Part of a data file:
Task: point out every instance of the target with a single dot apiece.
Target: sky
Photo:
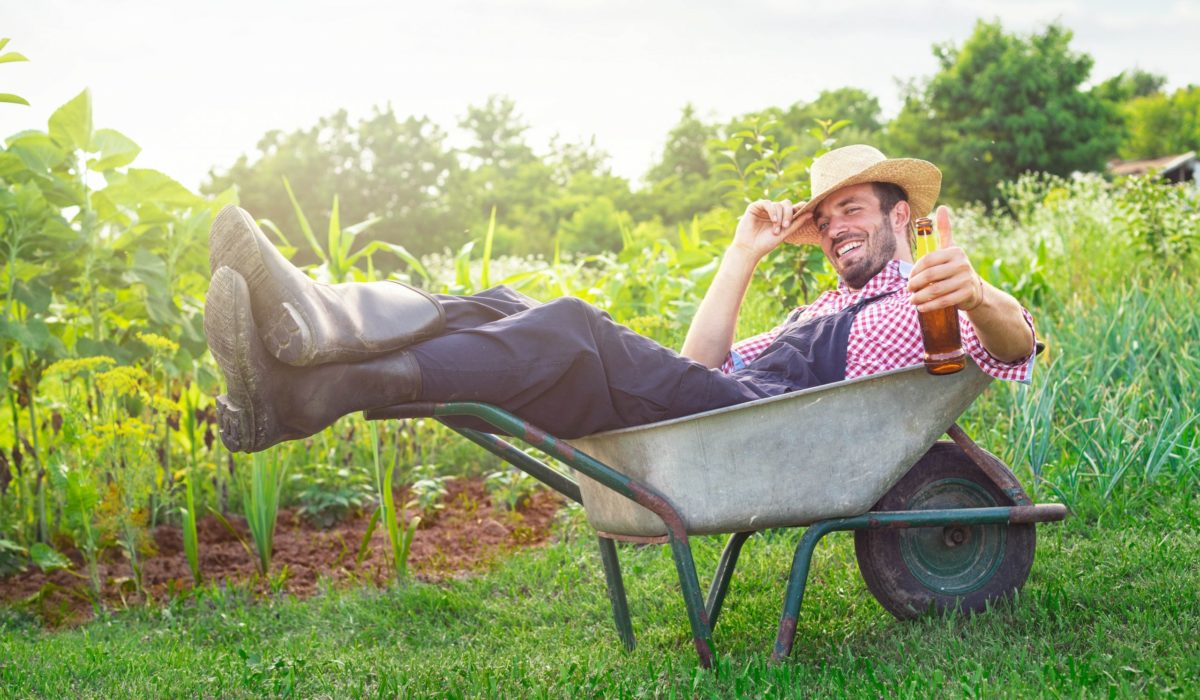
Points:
(198, 83)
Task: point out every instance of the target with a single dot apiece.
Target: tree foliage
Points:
(1162, 125)
(1002, 105)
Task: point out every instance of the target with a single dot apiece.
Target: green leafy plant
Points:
(510, 488)
(12, 557)
(337, 263)
(261, 492)
(9, 58)
(328, 494)
(427, 494)
(400, 536)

* To be done: Can you edit the listing above so that every "single dot" becomes "lone marker", with nothing else changed and the picture left out?

* The solution:
Task: point out every instance of the target with a lone marker apiece.
Target: sky
Photo:
Points:
(198, 83)
Task: point out every instance of the target with a lone marker apiece.
Target: tree foliage
Points:
(1162, 125)
(1002, 105)
Task: point out every instance of the target with a lone marker apiece.
Target: green leafy plant
Points:
(510, 488)
(12, 557)
(337, 263)
(261, 492)
(9, 58)
(328, 494)
(427, 494)
(400, 536)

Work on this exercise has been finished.